Saved entries
[start]
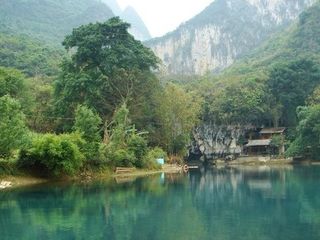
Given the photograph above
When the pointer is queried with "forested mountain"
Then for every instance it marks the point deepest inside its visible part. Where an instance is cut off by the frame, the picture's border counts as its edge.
(225, 31)
(266, 86)
(50, 20)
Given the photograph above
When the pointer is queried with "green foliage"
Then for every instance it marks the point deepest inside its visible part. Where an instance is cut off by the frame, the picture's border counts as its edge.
(12, 82)
(125, 146)
(242, 102)
(7, 168)
(40, 117)
(149, 160)
(88, 124)
(291, 84)
(53, 155)
(177, 114)
(12, 126)
(108, 66)
(307, 142)
(314, 98)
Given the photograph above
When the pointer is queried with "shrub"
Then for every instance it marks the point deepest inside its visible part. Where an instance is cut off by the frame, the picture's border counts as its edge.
(137, 146)
(87, 123)
(55, 155)
(12, 126)
(149, 160)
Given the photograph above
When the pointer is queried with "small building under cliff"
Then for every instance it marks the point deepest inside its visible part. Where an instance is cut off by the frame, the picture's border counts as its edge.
(271, 140)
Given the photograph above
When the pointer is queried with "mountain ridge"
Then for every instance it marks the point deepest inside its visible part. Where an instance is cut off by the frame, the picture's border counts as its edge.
(222, 33)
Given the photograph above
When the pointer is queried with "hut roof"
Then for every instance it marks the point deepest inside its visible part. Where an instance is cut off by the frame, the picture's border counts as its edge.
(272, 130)
(259, 142)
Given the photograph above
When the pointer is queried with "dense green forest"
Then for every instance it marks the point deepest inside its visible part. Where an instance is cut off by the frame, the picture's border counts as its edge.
(99, 103)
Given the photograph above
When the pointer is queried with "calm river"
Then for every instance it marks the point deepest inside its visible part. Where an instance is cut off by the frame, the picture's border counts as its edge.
(257, 203)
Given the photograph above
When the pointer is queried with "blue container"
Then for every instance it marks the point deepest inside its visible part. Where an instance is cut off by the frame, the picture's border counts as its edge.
(160, 161)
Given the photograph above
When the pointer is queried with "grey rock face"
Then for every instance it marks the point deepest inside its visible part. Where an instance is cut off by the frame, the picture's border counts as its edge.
(223, 32)
(212, 141)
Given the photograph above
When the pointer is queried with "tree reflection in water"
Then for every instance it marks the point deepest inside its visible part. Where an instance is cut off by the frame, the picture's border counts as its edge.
(227, 203)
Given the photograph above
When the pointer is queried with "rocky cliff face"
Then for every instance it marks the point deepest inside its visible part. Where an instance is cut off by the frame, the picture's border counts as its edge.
(212, 141)
(223, 32)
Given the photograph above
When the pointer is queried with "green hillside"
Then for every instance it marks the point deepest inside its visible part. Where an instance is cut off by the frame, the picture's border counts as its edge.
(266, 86)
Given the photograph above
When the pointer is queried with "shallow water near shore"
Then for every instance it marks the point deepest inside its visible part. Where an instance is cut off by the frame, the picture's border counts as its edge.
(228, 203)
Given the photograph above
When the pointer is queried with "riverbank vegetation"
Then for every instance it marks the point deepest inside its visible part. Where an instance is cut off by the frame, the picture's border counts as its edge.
(104, 107)
(100, 103)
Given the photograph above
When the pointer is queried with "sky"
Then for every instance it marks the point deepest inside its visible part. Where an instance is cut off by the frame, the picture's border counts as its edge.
(162, 16)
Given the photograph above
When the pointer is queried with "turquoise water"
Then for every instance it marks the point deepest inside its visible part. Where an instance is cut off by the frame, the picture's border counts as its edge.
(243, 203)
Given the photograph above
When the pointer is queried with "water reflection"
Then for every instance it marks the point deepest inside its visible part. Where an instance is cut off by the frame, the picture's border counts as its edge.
(227, 203)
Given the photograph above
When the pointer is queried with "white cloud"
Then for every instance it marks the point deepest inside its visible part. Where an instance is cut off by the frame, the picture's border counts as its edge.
(162, 16)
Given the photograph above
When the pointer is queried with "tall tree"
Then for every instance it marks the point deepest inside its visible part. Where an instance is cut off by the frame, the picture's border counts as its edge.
(107, 66)
(12, 125)
(291, 83)
(178, 113)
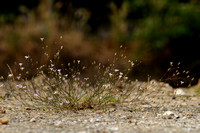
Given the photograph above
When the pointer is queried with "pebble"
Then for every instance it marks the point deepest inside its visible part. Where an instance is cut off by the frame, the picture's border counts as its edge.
(170, 115)
(179, 92)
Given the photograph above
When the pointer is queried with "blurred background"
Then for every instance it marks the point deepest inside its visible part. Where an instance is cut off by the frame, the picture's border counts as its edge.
(155, 32)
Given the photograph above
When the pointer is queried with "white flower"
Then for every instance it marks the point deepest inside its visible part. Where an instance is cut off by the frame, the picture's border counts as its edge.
(26, 57)
(10, 75)
(20, 64)
(42, 39)
(116, 70)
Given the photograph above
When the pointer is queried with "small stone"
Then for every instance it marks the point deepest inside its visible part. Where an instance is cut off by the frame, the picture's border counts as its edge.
(170, 115)
(179, 92)
(33, 120)
(4, 121)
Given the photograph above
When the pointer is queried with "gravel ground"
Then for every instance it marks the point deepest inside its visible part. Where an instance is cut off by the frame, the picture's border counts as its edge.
(129, 118)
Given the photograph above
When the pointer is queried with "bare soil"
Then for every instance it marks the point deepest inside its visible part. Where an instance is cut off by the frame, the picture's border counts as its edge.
(129, 117)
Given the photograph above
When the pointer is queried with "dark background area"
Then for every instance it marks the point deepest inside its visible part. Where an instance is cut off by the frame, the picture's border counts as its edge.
(154, 32)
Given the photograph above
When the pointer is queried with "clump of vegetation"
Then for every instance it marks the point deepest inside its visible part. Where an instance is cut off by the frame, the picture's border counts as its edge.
(71, 86)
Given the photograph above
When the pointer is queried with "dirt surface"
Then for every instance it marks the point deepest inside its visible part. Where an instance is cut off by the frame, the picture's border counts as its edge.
(147, 116)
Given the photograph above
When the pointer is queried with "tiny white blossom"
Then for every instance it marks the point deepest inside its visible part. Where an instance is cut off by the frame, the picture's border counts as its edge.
(67, 102)
(42, 39)
(26, 57)
(22, 68)
(10, 75)
(36, 95)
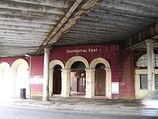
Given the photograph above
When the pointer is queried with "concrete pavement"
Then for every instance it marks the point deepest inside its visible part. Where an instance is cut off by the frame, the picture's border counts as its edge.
(79, 104)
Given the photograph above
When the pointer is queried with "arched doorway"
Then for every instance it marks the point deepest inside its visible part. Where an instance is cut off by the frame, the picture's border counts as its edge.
[end]
→ Problem description: Pick out each line of the material above that contains the word "background". Upper and lower case must match.

→ Output below:
When the pointer is queried with "blurred background"
When the pointer is queried with "dark background area"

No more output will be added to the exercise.